TEXTO APRESENTADO:
= = =
A escavação entre a mureta e a parede externa da nave revelou entulhos tais como terra, areia, cascote, conchas, ossos de bovinos, aves, peixes (inclusive escamas), etc.
As escavações junto ao altar, com 1,50 x 2,05m, lado esquerdo, revelaram a mesma disposição da nave, ou seja: junto à parede até 50cm de largura, entulhos e, após, os sepultamentos com material: ossos e dentes humanos esparsos, até fragmentos de caixão, tecido verde, pinos, fivelas, solas e saltos de sapatos de adultos, botões, etc., perturbado até 1,0m de profundidade. Abaixo disto encontramos um sepultamento articulado e outros dois atingidos parcialmente pela escavação. Todos na mesma posição dos dois da nave, ou seja, estendidos com os pés voltados para o altar e o crânio na vertical.
Estudos de Antropologia Física, realizados pelo Dr. Horácio Manuel Cigliano da Silva, legista do Hospital Universitário da FURG, revelaram o seguinte: Sepultamento da nave: idade entre 45 e 50 anos, sexo masculino, altura de mais ou menos 1,60m, com cárie em alguns dentes (somente um analisado). Sepultamento do altar: idade entre 50 e 60 anos, sexo masculino, altura entre 1,60 e 1,70m, indivíduo magro, franzino; foram constatadas duas lesões ósseas na superfície externa do frontal e exostose no osso do maxilar inferior. Conforme os dados históricos, o governador Brigadeiro Sebastião Xavier da Veiga Cabral da Câmara foi enterrado no altar do lado do evangelho que corresponde ao lado esquerdo do observador. 
A escolha do local da escavação foi guiada por esta informação. Tratar-se-ia efetivamente do governador o sepultamento encontrado, uma vez que existem outros naquela área?
= = =
O QUE FAZER:
Responda às perguntas abaixo com base no relato da escavação.
1. Quais eram as dimensões da escavação feita junto ao altar?
2. Em que posição estavam os sepultamentos encontrados abaixo de 1,0m de profundidade junto ao altar?
3. Que idade e que altura foram atribuídas ao sepultamento da nave?

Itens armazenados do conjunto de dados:
= = =
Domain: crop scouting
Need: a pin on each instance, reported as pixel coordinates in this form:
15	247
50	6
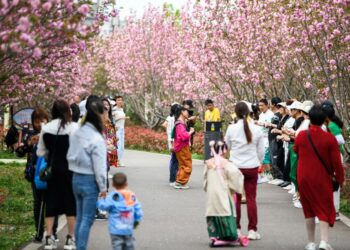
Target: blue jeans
86	192
174	166
121	142
121	242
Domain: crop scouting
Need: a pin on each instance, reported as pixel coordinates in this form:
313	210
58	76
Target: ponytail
248	133
93	115
242	112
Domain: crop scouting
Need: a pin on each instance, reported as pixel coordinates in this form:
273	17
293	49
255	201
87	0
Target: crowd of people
295	145
79	145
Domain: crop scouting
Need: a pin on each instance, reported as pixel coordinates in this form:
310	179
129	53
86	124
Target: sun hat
282	104
249	106
306	106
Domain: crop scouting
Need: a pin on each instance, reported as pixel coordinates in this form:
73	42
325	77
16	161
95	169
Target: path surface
174	219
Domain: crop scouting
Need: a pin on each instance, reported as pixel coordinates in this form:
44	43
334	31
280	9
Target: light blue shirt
121	216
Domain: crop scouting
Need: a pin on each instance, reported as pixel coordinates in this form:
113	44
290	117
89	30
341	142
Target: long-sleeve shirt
87	154
124	210
182	137
242	153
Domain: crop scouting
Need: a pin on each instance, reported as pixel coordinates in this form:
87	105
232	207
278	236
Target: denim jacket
124	210
87	154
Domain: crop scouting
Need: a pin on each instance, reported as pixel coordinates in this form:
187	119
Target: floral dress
111	140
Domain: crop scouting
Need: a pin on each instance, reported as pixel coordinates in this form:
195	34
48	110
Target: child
125	213
221	180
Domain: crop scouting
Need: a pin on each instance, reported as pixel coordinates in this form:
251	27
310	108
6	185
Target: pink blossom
37	53
35	3
84	9
24	24
28	39
332	62
47	6
308	85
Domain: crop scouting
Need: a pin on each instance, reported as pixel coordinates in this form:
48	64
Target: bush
141	138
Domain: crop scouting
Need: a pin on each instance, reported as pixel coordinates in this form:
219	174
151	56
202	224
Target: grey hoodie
87	154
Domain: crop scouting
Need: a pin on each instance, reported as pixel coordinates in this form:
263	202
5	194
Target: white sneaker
253	235
297	204
272	181
278	182
311	246
324	246
50	243
70	243
180	186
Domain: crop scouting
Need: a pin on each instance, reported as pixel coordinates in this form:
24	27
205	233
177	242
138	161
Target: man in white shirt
119	119
265	118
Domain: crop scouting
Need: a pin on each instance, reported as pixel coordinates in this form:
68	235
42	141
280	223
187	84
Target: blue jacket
124	210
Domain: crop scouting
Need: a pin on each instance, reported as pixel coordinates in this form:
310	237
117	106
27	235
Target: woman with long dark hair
318	163
53	145
87	157
334	126
246	144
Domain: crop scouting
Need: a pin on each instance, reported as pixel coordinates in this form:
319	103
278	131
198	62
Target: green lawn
16	214
8	155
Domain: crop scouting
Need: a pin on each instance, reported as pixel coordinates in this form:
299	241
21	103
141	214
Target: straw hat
295	105
306	106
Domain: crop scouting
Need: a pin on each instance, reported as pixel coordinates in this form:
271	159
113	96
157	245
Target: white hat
82	107
282	104
249	106
295	105
306	106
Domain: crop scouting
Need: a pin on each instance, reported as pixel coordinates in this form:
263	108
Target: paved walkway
174	219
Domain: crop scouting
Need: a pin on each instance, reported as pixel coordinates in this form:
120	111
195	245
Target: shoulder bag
334	181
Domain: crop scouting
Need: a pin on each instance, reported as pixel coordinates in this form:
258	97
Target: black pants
286	171
275	148
39	207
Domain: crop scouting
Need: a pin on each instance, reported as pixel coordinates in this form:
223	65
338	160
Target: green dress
222	227
336	130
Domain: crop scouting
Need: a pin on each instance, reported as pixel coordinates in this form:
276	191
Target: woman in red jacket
314	180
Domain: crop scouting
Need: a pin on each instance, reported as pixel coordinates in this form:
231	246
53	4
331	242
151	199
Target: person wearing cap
169	125
305	107
316	190
265	118
277	174
283	181
289	136
212	114
120	117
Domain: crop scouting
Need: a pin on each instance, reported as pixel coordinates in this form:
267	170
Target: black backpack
11	136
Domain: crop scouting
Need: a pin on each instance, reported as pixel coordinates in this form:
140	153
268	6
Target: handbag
45	173
334	180
40	165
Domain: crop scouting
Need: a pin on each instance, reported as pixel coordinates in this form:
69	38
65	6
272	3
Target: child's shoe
70	243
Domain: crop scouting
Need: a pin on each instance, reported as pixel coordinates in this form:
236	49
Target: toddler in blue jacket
125	213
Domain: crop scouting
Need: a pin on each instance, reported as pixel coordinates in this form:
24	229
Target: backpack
11	136
41	164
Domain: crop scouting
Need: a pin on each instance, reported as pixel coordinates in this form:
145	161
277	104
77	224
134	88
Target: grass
16	208
8	155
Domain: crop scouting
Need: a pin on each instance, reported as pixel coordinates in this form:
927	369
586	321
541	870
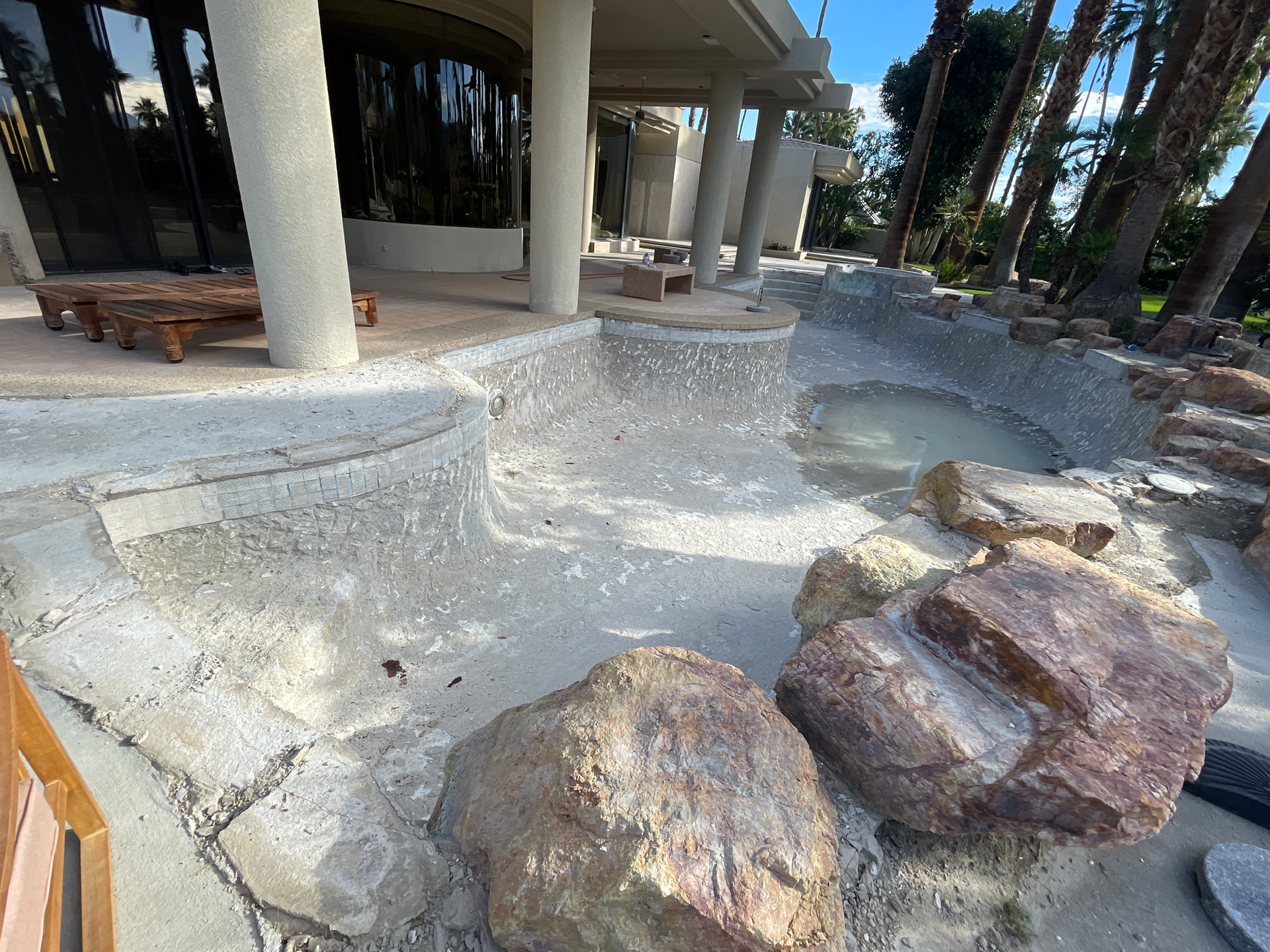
= = =
EXERCÍCIO RESOLVIDO:
1. A escavação junto ao altar media 1,50 x 2,05m.
2. Os sepultamentos estavam estendidos, com os pés voltados para o altar e o crânio na vertical.
3. Foi atribuída ao sepultamento da nave uma idade entre 45 e 50 anos e uma altura de mais ou menos 1,60m.